=== THE REQUEST ===
Convert the lines of the listing below into a JSON list of strings, one string per line with blank lines omitted. Start with the line containing "Exercise. Label the person" and go on through the end of the listing.

[Dataset records]
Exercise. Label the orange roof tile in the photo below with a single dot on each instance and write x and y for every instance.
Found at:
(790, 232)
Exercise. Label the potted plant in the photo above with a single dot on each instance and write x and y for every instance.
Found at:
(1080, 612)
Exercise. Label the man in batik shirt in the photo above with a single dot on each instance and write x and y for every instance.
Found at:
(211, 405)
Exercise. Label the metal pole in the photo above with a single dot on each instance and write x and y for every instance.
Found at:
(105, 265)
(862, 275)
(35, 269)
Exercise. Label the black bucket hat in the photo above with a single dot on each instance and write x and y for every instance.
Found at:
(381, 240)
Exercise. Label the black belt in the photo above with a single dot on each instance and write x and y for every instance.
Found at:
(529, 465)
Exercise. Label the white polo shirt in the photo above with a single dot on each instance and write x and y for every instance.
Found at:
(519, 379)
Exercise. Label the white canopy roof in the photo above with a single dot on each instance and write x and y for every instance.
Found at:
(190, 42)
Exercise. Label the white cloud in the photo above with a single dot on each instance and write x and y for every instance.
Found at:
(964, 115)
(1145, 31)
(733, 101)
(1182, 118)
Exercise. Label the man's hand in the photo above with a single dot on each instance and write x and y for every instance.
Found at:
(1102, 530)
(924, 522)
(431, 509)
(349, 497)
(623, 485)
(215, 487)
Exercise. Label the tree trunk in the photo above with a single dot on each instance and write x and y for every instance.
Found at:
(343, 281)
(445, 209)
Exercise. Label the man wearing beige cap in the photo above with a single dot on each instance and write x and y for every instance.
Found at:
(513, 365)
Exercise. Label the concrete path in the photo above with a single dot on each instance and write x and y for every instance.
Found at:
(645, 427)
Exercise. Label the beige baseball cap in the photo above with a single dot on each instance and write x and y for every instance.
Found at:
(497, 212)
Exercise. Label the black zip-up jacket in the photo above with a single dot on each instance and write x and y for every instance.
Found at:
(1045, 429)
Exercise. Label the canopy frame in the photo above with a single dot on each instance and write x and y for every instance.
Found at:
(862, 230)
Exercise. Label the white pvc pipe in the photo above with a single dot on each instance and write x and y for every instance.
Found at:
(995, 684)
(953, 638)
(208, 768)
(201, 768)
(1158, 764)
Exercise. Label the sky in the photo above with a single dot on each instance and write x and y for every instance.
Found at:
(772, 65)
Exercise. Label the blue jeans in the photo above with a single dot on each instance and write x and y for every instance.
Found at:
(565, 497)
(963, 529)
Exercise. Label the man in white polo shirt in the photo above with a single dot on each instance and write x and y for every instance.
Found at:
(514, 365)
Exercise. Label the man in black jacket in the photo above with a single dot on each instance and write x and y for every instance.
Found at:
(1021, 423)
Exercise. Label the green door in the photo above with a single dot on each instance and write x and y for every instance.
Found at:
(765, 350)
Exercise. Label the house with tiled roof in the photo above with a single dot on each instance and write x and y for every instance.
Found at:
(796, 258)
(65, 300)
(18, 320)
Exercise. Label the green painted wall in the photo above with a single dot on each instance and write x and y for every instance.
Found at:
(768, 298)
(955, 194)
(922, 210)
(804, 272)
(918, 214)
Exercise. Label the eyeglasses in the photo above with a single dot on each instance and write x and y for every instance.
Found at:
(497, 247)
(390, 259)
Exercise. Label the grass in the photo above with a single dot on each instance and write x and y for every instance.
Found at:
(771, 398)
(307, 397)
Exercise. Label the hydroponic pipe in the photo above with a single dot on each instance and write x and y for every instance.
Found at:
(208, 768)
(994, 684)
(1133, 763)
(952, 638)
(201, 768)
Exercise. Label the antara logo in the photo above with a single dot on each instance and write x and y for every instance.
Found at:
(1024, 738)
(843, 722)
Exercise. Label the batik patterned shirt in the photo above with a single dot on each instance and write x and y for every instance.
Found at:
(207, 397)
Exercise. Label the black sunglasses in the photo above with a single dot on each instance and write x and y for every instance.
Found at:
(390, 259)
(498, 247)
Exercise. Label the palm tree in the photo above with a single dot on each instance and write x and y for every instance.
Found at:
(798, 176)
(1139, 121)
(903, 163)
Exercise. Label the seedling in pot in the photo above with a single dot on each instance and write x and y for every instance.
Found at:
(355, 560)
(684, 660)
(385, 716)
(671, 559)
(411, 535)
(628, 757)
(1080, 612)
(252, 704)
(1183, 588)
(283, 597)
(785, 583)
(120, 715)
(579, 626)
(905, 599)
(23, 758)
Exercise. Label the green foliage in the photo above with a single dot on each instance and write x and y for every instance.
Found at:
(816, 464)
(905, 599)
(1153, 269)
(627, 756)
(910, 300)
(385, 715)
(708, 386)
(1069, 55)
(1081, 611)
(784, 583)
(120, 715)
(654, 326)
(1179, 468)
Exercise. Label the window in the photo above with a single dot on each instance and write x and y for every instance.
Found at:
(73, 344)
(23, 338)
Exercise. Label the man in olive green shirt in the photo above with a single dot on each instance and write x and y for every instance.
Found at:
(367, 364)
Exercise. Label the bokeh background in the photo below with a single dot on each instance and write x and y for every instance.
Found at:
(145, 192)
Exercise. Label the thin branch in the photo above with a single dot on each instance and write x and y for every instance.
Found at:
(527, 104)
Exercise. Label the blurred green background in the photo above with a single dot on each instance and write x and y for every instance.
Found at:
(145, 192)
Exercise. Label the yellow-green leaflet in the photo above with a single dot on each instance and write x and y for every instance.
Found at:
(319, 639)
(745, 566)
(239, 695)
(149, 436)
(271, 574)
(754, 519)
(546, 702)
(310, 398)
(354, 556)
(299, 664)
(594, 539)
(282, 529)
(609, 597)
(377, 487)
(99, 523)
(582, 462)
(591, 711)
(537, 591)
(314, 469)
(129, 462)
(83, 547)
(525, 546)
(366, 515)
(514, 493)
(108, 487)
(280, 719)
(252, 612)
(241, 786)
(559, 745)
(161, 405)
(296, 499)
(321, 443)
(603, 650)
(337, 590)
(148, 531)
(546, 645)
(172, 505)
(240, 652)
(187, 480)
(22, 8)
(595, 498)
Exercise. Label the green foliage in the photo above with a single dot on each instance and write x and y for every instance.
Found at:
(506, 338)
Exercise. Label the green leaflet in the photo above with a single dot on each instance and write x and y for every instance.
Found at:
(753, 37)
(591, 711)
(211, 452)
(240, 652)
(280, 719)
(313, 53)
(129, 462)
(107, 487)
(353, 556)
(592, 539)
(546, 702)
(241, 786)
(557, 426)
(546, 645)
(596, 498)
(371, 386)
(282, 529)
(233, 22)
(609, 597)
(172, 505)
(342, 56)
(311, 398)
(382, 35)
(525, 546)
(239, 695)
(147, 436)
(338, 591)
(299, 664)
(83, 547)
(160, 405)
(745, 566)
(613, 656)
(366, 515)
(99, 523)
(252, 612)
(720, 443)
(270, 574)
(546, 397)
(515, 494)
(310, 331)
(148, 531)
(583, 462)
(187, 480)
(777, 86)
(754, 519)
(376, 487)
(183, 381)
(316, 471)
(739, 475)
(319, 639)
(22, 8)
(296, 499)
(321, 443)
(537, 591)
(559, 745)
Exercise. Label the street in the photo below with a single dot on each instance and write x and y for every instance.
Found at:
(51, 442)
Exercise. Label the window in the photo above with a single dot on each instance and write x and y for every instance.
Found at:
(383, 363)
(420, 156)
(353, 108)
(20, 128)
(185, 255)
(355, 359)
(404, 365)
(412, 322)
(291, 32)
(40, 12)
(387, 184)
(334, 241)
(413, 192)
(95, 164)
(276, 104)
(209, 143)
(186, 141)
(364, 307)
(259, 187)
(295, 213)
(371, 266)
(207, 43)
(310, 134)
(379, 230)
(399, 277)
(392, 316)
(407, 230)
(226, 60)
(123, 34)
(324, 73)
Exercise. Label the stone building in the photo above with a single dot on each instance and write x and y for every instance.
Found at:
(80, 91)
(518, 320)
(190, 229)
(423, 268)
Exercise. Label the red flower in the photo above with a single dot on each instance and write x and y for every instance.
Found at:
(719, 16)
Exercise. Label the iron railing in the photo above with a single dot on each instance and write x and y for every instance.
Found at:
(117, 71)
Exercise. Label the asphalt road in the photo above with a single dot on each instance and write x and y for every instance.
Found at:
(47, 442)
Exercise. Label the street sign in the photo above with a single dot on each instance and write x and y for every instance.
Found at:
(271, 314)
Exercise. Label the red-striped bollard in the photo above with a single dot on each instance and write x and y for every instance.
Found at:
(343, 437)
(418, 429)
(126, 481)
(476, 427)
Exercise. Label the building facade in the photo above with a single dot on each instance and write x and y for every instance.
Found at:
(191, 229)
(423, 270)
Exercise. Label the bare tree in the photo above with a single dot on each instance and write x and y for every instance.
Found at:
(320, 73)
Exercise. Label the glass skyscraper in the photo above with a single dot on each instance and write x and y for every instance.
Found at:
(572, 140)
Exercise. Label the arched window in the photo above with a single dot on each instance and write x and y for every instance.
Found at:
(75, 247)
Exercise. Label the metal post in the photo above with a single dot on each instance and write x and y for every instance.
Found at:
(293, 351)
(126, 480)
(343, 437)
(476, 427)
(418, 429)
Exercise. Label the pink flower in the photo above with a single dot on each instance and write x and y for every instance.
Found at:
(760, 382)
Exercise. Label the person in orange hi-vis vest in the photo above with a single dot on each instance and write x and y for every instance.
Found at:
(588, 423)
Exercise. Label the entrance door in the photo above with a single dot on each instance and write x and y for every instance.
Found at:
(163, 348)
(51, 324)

=== RESULT ===
[
  "Exercise. Label the person in orange hi-vis vest in the photo above with a single dot on each instance and write x and y for every instance.",
  "Found at:",
  "(588, 423)",
  "Exercise. Label the entrance door in the photo above with a single dot on each instance and write x and y for every instance.",
  "Found at:",
  "(163, 348)",
  "(51, 324)"
]